Extract:

Bosley Medical Institute, Inc. v. Kremer, No. 01-1752, 2004 WL 964163 (S.D. Cal. dismissed April 30, 2004), aff’d in part and rev’d in part, 403 F.3d 672 (9th Cir. 2005).
Status: Settled.

Defendant Michael Kremer, dissatisfied with hair restoration services at the Bosley Medical Institute, Inc., created a website (; no longer existing) to complain. In 2000, the Institute filed a complaint with the World Intellectual Property Organization over Kremer’s use of an allegedly confusing URL for his site. WIPO ruled for Kremer, finding “legitimate fair use and free speech rights with respect to the use of the Domain Name for a criticism site.” Bosley Medical Group v. Kremer, Case No. D2000-1647 (WIPO Feb. 28, 2001). Then, in Sept. 2001 the company sued over Kremer’s use of its trademark “Bosley Medical” in federal court, and alleged that Kremer was “cybersquatting” (using a famous name as a web site URL in order to sell it to the entity most often associated with that name), which is actionable under Anticybersquatting Consumer Protection Act, 15 U.S.C. S.1125(d). The trial court dismissed all of the Institute’s claims. The Institute appealed, and the appeals court affirmed in part and reversed in part. The appeals court held that while Kremer’s noncommercial use of the trademark as a domain name was not actionable as infringement, but reversed on the cybersquatting claim and on the lower court’s dismissal of claims under state trademark law. In March 2007, the trial court denied Kremer’s motion for summary judgment on the cybersquatting claim and also denied his motion to dismiss the state law claims. 2007 WL 935708 (S.D.Cal. March 17, 2007). In July 2007, the parties settled.

Supplied records:
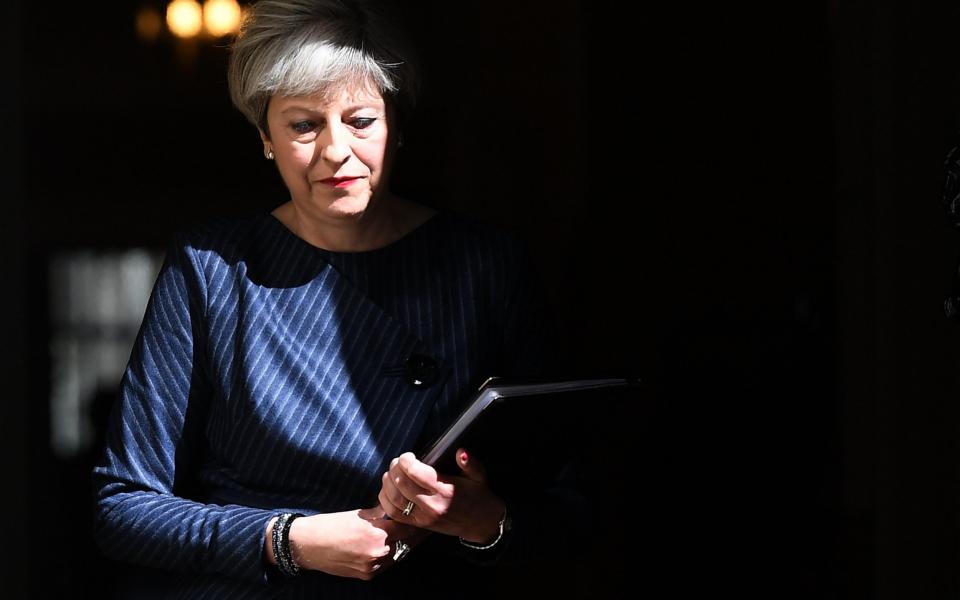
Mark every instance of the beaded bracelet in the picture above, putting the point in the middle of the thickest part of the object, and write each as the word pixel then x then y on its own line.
pixel 504 528
pixel 281 544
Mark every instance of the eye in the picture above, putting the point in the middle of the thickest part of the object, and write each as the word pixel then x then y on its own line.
pixel 361 122
pixel 301 127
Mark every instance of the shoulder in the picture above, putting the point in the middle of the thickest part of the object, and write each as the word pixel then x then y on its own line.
pixel 225 237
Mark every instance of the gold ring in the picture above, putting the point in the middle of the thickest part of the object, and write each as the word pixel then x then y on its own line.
pixel 401 550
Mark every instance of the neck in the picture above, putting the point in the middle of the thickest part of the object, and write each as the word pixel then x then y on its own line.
pixel 381 224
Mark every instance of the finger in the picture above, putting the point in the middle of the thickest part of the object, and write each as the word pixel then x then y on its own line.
pixel 407 487
pixel 421 474
pixel 391 499
pixel 471 467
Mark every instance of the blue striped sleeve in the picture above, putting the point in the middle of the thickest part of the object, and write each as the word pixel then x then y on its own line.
pixel 141 486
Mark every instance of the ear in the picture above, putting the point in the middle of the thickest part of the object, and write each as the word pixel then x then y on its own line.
pixel 267 145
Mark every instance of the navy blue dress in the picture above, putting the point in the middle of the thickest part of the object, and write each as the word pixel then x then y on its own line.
pixel 269 376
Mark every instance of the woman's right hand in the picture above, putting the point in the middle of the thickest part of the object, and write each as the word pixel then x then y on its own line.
pixel 355 543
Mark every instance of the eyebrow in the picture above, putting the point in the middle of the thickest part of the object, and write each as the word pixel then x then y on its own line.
pixel 314 110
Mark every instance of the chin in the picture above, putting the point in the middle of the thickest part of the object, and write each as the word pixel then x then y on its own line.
pixel 348 206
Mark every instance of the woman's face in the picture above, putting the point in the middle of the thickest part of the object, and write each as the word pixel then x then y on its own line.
pixel 332 150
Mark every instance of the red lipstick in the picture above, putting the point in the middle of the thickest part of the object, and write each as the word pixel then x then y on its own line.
pixel 339 181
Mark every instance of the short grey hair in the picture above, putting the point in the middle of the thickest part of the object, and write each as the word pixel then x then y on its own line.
pixel 306 47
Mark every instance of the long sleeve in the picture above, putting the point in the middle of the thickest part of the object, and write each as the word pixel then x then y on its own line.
pixel 143 514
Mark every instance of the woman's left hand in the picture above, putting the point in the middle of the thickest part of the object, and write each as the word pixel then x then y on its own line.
pixel 463 506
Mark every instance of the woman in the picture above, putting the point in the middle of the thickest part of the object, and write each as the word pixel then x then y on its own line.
pixel 288 364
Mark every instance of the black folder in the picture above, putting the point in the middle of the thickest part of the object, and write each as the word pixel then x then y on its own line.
pixel 494 392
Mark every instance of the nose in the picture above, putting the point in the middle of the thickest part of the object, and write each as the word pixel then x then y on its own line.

Required action:
Transcribe from the case summary the part that begins with the words containing "Bosley Medical Institute, Inc. v." and ends with "(9th Cir. 2005).".

Exercise result:
Bosley Medical Institute, Inc. v. Kremer, No. 01-1752, 2004 WL 964163 (S.D. Cal. dismissed April 30, 2004), aff’d in part and rev’d in part, 403 F.3d 672 (9th Cir. 2005).